> Selected excerpt
▬▬▬
WASHINGTON, Aug. 2 — A federal judge gave the government 15 days Friday to disclose the names of people detained in the investigation of the Sept. 11 terrorist attacks. In an extraordinary attack on the judiciary, the Justice Department denounced the judge, saying her order “increases the risk of future terrorist threats to our nation.”

       “THE FEDERAL GOVERNMENT’S power to arrest and hold individuals is an extraordinary one,” U.S. District Judge Gladys Kessler said in a 45-page ruling. “Here, the government has used its arrest power to detain individuals as part of an investigation that is widespread in its scope and secrecy.”
      Kessler said she would allow only two exceptions. On a case-by-case basis, she will consider allowing the government to keep a detainee’s name secret if the detainee is a material witness to a terror investigation. And she said she would allow the government to withhold a name if the detainee requested it.
      Kessler also ordered the government to release the names of attorneys representing the detainees. She said lawyers, unlike suspects, have no expectation of privacy and are well equipped to “handle their own affairs.”
      But Kessler did uphold the government’s right to keep secret the locations where detainees are being held. She said there was a significant risk that those prisons could be targeted by people angered by the detentions.

SECRET ARRESTS WRONG
      Kessler wrote that government affidavits “nowhere declare that some or all of the detainees have connections to terrorism,” meaning it was “pure speculation” that identifying them would harm an investigation of alleged terrorist activity.
      Such secret arrests are “a concept odious to a democratic society,” Kessler wrote, quoting from a ruling in a 1969 case.
▬▬▬
> Entries taken from a collection
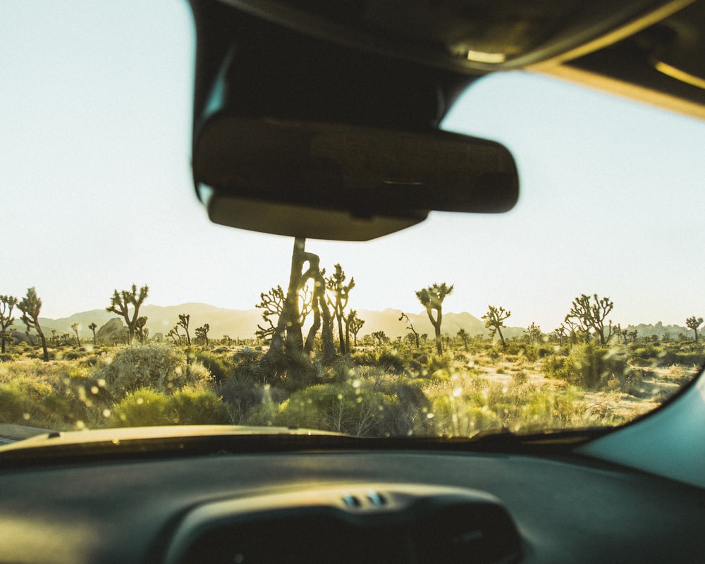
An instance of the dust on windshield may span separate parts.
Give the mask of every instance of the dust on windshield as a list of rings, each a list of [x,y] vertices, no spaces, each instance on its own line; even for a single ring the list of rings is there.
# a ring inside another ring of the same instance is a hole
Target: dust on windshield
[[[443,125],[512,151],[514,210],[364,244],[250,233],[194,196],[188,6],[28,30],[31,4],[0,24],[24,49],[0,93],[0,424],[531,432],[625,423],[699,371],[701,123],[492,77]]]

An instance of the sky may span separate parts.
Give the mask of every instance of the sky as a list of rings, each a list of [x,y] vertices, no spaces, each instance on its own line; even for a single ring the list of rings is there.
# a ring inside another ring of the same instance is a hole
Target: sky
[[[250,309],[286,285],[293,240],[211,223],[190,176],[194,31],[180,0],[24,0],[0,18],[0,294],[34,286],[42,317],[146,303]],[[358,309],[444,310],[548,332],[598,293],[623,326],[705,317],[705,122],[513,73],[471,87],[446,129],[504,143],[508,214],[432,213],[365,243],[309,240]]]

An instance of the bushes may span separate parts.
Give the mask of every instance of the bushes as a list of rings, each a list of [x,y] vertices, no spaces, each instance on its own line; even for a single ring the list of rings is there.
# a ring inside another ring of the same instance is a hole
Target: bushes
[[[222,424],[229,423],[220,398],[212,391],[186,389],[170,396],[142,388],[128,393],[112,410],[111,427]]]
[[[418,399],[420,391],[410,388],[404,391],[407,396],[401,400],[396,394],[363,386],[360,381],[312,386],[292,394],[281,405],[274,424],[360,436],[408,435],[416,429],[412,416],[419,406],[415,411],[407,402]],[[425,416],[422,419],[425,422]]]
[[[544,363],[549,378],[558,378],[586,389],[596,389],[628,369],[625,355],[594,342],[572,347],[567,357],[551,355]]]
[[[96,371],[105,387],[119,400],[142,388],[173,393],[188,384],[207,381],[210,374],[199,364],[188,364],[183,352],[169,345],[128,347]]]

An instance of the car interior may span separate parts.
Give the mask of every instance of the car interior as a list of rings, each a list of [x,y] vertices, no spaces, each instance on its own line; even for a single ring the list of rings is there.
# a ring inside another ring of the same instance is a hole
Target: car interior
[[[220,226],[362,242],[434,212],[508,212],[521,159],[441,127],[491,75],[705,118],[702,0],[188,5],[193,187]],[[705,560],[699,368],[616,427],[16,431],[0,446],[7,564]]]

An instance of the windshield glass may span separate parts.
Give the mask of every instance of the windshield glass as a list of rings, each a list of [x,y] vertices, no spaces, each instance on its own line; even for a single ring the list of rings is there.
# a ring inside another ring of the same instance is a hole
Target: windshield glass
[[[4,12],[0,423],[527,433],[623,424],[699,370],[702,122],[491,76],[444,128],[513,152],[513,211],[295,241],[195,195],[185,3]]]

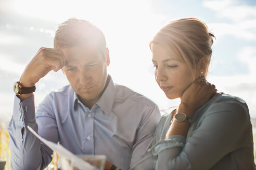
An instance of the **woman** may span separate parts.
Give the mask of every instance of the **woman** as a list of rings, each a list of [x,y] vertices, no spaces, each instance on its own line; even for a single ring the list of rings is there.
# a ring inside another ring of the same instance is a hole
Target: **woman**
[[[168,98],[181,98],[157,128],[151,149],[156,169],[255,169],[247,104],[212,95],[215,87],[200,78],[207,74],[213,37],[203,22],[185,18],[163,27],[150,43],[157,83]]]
▬▬▬
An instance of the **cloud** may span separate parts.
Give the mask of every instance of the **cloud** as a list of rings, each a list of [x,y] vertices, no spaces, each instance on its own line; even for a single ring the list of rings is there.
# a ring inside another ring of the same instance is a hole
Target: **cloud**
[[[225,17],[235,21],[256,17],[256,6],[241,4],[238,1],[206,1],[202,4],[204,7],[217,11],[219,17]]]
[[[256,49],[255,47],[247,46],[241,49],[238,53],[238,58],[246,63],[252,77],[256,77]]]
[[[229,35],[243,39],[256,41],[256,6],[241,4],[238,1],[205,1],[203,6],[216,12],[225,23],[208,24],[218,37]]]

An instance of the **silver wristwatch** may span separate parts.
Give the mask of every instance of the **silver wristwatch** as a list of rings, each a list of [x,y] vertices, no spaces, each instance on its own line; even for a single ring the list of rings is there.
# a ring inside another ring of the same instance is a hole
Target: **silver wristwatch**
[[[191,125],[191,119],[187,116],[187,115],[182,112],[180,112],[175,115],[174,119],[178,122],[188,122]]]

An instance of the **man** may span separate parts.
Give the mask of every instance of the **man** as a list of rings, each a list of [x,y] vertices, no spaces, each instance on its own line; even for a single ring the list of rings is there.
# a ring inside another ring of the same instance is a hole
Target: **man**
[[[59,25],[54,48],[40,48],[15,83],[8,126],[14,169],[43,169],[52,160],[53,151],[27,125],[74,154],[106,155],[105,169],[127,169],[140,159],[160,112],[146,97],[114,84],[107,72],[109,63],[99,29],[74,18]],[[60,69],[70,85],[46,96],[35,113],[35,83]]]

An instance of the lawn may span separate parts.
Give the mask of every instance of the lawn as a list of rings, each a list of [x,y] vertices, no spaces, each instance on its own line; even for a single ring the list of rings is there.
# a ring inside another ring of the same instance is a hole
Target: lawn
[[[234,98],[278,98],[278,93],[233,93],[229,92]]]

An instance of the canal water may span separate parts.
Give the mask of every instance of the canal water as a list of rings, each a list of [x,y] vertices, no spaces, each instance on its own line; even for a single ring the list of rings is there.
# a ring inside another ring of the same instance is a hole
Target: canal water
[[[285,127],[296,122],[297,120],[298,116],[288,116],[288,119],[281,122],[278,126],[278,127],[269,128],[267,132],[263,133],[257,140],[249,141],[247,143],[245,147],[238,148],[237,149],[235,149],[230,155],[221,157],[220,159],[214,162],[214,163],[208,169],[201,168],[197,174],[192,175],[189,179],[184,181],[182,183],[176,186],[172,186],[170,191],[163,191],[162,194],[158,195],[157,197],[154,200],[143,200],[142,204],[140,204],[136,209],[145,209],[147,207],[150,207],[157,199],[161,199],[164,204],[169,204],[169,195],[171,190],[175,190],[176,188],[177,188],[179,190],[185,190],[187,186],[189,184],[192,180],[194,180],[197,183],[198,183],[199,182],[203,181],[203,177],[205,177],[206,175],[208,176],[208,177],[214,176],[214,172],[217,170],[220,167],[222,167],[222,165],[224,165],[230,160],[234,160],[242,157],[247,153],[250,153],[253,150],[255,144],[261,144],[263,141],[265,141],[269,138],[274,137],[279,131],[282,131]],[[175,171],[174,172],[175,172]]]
▬▬▬
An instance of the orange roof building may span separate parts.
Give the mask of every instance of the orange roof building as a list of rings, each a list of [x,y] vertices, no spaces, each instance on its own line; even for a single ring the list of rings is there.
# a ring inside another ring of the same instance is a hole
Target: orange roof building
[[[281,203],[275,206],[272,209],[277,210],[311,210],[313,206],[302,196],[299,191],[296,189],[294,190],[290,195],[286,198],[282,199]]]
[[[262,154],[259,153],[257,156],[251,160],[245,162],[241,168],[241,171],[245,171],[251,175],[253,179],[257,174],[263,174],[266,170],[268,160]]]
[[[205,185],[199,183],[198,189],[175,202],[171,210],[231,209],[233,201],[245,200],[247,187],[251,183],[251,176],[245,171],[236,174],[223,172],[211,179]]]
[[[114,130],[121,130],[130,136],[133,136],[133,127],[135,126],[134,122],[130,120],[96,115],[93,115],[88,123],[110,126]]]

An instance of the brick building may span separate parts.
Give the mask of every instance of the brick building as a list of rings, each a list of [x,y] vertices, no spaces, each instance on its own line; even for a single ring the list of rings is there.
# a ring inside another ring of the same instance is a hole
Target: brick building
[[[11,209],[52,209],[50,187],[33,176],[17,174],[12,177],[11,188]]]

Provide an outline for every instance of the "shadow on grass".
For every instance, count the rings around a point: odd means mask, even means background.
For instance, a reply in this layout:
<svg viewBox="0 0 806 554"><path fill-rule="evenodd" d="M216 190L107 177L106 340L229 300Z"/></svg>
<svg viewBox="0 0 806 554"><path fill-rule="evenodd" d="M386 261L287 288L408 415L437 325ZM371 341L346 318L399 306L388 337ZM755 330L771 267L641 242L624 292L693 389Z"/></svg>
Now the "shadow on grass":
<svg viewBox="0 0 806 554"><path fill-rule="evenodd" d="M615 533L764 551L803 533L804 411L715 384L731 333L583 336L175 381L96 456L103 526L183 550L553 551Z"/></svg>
▬▬▬
> Required work
a: List every number written in digits in the news article on the detainee ruling.
b: Translate this sentence from the detainee ruling article into Spanish: "She said there was a significant risk that those prisons could be targeted by people angered by the detentions."
c: From the article on the detainee ruling, extract the passage starting with "Kessler also ordered" and going on through "a 1969 case.".

> Results by task
a: 2, 15, 11, 45, 1969

b: Dijo que existía un riesgo significativo de que esas prisiones pudieran convertirse en blanco de personas enojadas por las detenciones.

c:
Kessler also ordered the government to release the names of attorneys representing the detainees. She said lawyers, unlike suspects, have no expectation of privacy and are well equipped to “handle their own affairs.”
      But Kessler did uphold the government’s right to keep secret the locations where detainees are being held. She said there was a significant risk that those prisons could be targeted by people angered by the detentions.

SECRET ARRESTS WRONG
      Kessler wrote that government affidavits “nowhere declare that some or all of the detainees have connections to terrorism,” meaning it was “pure speculation” that identifying them would harm an investigation of alleged terrorist activity.
      Such secret arrests are “a concept odious to a democratic society,” Kessler wrote, quoting from a ruling in a 1969 case.